MATERIAL SHOWN »
====

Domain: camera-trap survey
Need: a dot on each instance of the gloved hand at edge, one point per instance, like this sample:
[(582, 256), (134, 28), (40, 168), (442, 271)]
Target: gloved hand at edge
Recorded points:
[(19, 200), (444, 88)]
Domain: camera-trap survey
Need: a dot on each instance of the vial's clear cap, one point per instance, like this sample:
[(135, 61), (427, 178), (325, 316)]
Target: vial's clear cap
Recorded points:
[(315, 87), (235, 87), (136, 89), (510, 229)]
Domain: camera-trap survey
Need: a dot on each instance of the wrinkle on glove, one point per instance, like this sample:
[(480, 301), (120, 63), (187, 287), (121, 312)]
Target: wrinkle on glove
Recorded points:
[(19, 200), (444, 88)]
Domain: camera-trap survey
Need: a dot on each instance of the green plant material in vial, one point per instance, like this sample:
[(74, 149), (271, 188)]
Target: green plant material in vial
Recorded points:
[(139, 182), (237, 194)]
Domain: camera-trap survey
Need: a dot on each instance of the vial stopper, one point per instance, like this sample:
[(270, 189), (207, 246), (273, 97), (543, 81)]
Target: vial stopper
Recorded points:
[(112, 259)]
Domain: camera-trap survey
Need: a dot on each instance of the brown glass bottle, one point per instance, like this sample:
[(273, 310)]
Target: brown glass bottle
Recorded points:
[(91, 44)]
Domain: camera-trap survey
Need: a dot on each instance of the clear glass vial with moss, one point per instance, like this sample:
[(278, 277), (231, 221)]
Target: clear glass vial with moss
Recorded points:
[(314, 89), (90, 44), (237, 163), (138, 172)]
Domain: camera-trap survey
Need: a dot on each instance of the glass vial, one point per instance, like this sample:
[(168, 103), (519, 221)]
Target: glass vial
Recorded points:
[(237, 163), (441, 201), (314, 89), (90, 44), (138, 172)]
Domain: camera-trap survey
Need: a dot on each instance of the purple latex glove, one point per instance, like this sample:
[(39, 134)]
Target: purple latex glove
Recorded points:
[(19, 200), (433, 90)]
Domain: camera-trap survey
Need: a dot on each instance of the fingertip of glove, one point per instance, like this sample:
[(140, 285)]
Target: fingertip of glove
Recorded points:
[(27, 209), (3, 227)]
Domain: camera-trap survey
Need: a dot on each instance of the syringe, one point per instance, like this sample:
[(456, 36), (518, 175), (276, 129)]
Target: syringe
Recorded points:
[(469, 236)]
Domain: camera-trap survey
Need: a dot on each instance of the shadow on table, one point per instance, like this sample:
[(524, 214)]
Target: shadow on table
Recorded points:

====

PROBLEM DESCRIPTION »
Repeat every line of the material exactly as given.

EXERCISE RESULT »
Domain: camera-trap survey
Need: a dot on each instance of the gloved hand at edge, one point per instance, like this sample:
[(582, 256), (134, 28), (40, 168), (442, 271)]
Target: gloved hand at edge
Recorded points:
[(19, 200), (444, 88)]
Domain: camera-trap survey
Need: a dot on each instance of the vial's clear cap, one point per instance, like this sample:
[(135, 61), (427, 178), (325, 316)]
Target: vial's clear cap
Recorded points:
[(315, 87), (235, 87), (136, 89), (510, 229)]
Domain: camera-trap survey
Need: a dot on each instance of the wrinkle on glove, one point per instance, like this sample:
[(480, 301), (120, 63), (187, 287), (121, 312)]
Target: wrinkle on glove
Recorded points:
[(19, 200), (444, 88)]
Domain: camera-trap survey
Need: a dot on each instance of the green plant material in vial, one point per instance, like this sample:
[(74, 149), (271, 188)]
Target: green plant material in vial
Recorded points:
[(139, 182), (237, 194)]
Domain: camera-trap survey
Need: a dot on each instance of the vial stopper, one point per instance, like this sample:
[(270, 189), (207, 246), (273, 97), (543, 81)]
Target: vial stopper
Recorded points:
[(112, 259)]
Domain: camera-trap survey
Need: a dot on each instance of the brown glass bottle, one point per instance, like this sample:
[(273, 310)]
Target: brown glass bottle
Recorded points:
[(91, 44)]
Domain: camera-trap survey
Need: a dot on each instance of the clear glass vial with moss, one point per instance, like this sample:
[(278, 277), (231, 221)]
Target: clear glass vial with moss
Recorded points:
[(314, 89), (90, 44), (237, 163), (138, 172)]
Domain: camera-trap survey
Need: a dot on each instance of the glass vial, one point per instance, like this sample:
[(168, 103), (519, 221)]
Target: glass vial
Recorded points:
[(237, 163), (441, 201), (314, 89), (90, 44), (138, 172)]
Domain: camera-trap survey
Need: a dot on each instance of the purple latex glove, one point per instance, like this sample:
[(39, 134)]
Target: purple latex glove
Recorded points:
[(19, 200), (433, 90)]
Domain: camera-trap survey
Need: a dot on each instance of the fingertip of glove, one point per instance, like this sample:
[(140, 285)]
Target: fingertip of glove
Recorded points:
[(27, 209), (3, 227)]
Domain: camera-trap survey
Need: a dot on each instance of the syringe, one point per instance, like this sample:
[(456, 36), (518, 175), (276, 129)]
Target: syringe
Recorded points:
[(469, 236)]
Domain: camera-trap survey
Need: a dot on each instance of the shadow on table, one point per instance, like this sample:
[(524, 214)]
Target: shadow on table
Recorded points:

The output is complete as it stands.